──────── WORKING DATA ────────

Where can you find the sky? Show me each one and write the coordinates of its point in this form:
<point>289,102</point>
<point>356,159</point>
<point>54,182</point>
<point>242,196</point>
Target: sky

────────

#### [ACTIVITY]
A complete, exact transcription of the data above is the required answer.

#### [ANSWER TO THIS TASK]
Where can you find the sky? Show me each one and write the coordinates of its point in this form:
<point>289,102</point>
<point>356,159</point>
<point>54,182</point>
<point>242,196</point>
Target: sky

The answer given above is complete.